▸ **Your objective**:
Turn the text of the entries below into a JSON list of strings, with one string per line and no blank lines. Leave out the pictures.

▸ **Segmentation mask data**:
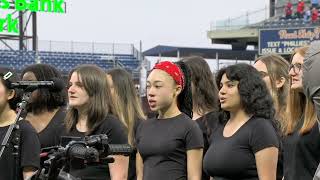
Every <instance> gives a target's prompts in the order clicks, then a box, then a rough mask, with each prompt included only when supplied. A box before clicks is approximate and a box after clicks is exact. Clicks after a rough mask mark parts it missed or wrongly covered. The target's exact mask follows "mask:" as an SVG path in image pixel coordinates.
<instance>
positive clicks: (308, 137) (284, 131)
mask: <svg viewBox="0 0 320 180" xmlns="http://www.w3.org/2000/svg"><path fill="white" fill-rule="evenodd" d="M308 48H309V47H307V46H306V47H301V48H297V49H295V51H294V53H293V54H292V58H291V65H290V68H289V76H290V92H289V98H288V106H287V113H288V118H287V119H286V121H284V123H283V125H282V131H283V134H284V135H285V140H284V155H285V156H284V179H286V180H287V179H288V180H298V179H312V177H313V175H314V173H315V171H316V168H317V166H318V164H319V162H320V131H319V128H318V123H317V120H318V118H317V112H316V110H315V107H314V104H313V103H312V100H311V99H310V98H308V97H306V95H305V94H304V93H303V84H302V82H303V81H302V77H303V76H304V74H303V71H302V66H303V63H304V59H305V57H306V52H307V50H308ZM313 78H316V77H313Z"/></svg>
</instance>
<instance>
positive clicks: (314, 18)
mask: <svg viewBox="0 0 320 180" xmlns="http://www.w3.org/2000/svg"><path fill="white" fill-rule="evenodd" d="M318 19H319V12H318V9H317V8H315V7H313V8H312V11H311V22H312V23H317V22H318Z"/></svg>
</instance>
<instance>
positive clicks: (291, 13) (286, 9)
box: [284, 1, 293, 19]
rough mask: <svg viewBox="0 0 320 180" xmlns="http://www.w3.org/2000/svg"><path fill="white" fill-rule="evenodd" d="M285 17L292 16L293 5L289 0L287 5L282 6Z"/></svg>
mask: <svg viewBox="0 0 320 180" xmlns="http://www.w3.org/2000/svg"><path fill="white" fill-rule="evenodd" d="M284 12H285V16H286V19H291V18H292V12H293V6H292V3H291V1H288V3H287V5H286V6H285V8H284Z"/></svg>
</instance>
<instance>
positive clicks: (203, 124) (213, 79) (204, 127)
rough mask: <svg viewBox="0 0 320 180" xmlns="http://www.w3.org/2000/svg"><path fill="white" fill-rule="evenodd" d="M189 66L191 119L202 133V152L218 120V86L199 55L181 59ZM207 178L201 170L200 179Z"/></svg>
mask: <svg viewBox="0 0 320 180" xmlns="http://www.w3.org/2000/svg"><path fill="white" fill-rule="evenodd" d="M180 61H182V62H184V63H185V65H186V66H187V67H188V68H189V70H190V74H191V89H192V102H193V103H192V104H193V108H192V114H193V116H192V119H193V120H195V121H196V122H197V123H198V125H199V127H200V129H201V130H202V133H203V141H204V148H203V154H205V153H206V151H207V150H208V148H209V142H210V140H209V139H210V136H211V134H212V132H213V131H214V129H215V127H216V123H217V122H218V115H219V113H218V110H219V103H218V88H217V85H216V82H215V80H214V76H213V74H212V72H211V71H210V67H209V65H208V63H207V62H206V61H205V60H204V59H203V58H202V57H200V56H191V57H186V58H183V59H181V60H180ZM207 179H209V176H207V175H206V173H205V172H202V180H207Z"/></svg>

▸ **Problem solution**:
[
  "Every <instance> gives a target's prompts in the order clicks, then a box, then a rough mask, with each prompt included only when supplied. A box before clicks is approximate and a box after clicks is exact. Clicks after a rough mask mark parts it missed or wrongly covered. The target's exact mask follows \"mask:\" as an SVG path in image pixel coordinates.",
  "<instance>",
  "positive clicks: (308, 137) (284, 131)",
  "mask: <svg viewBox=\"0 0 320 180\" xmlns=\"http://www.w3.org/2000/svg\"><path fill=\"white\" fill-rule=\"evenodd\" d=\"M308 48H309V47H307V46H306V47H301V48H297V49H295V51H294V53H293V54H292V58H291V65H290V68H289V76H290V92H289V98H288V106H287V113H288V118H287V119H286V121H284V123H283V125H282V131H283V134H284V135H285V140H284V155H285V156H284V179H286V180H287V179H288V180H298V179H312V177H313V175H314V173H315V171H316V168H317V166H318V164H319V162H320V131H319V128H318V123H317V120H318V118H317V112H316V110H315V107H314V104H313V103H312V100H311V99H310V98H308V97H306V95H305V94H304V93H303V84H302V82H303V81H302V77H303V76H304V74H303V71H302V66H303V63H304V59H305V57H306V52H307V50H308ZM313 78H316V77H313Z\"/></svg>",
  "</instance>",
  "<instance>",
  "positive clicks: (314, 18)",
  "mask: <svg viewBox=\"0 0 320 180\" xmlns=\"http://www.w3.org/2000/svg\"><path fill=\"white\" fill-rule=\"evenodd\" d=\"M318 19H319V12H318V9H317V8H315V7H313V8H312V11H311V22H312V23H317V22H318Z\"/></svg>",
  "</instance>",
  "<instance>",
  "positive clicks: (291, 13) (286, 9)",
  "box: [284, 1, 293, 19]",
  "rough mask: <svg viewBox=\"0 0 320 180\" xmlns=\"http://www.w3.org/2000/svg\"><path fill=\"white\" fill-rule=\"evenodd\" d=\"M285 17L292 16L293 5L289 0L287 5L282 6Z\"/></svg>",
  "mask: <svg viewBox=\"0 0 320 180\" xmlns=\"http://www.w3.org/2000/svg\"><path fill=\"white\" fill-rule=\"evenodd\" d=\"M284 12H285V16H286V19H291V18H292V12H293V6H292V3H291V1H288V3H287V5H286V6H285V8H284Z\"/></svg>",
  "</instance>",
  "<instance>",
  "positive clicks: (203, 124) (213, 79) (204, 127)",
  "rough mask: <svg viewBox=\"0 0 320 180\" xmlns=\"http://www.w3.org/2000/svg\"><path fill=\"white\" fill-rule=\"evenodd\" d=\"M189 66L191 119L202 133V152L218 120V86L199 55L181 59ZM207 178L201 170L200 179Z\"/></svg>",
  "mask: <svg viewBox=\"0 0 320 180\" xmlns=\"http://www.w3.org/2000/svg\"><path fill=\"white\" fill-rule=\"evenodd\" d=\"M180 61H182V62H184V63H185V65H186V66H187V67H188V68H189V70H190V74H191V89H192V102H193V103H192V104H193V108H192V114H193V116H192V119H193V120H195V121H196V122H197V123H198V125H199V127H200V129H201V130H202V133H203V141H204V148H203V154H205V153H206V151H207V150H208V148H209V142H210V140H209V139H210V136H211V134H212V132H213V131H214V129H215V127H216V123H217V122H218V115H219V113H218V110H219V103H218V88H217V85H216V82H215V80H214V76H213V74H212V72H211V71H210V67H209V65H208V63H207V62H206V61H205V60H204V59H203V58H202V57H200V56H191V57H186V58H183V59H181V60H180ZM207 179H209V176H207V175H206V173H205V172H202V180H207Z\"/></svg>"
]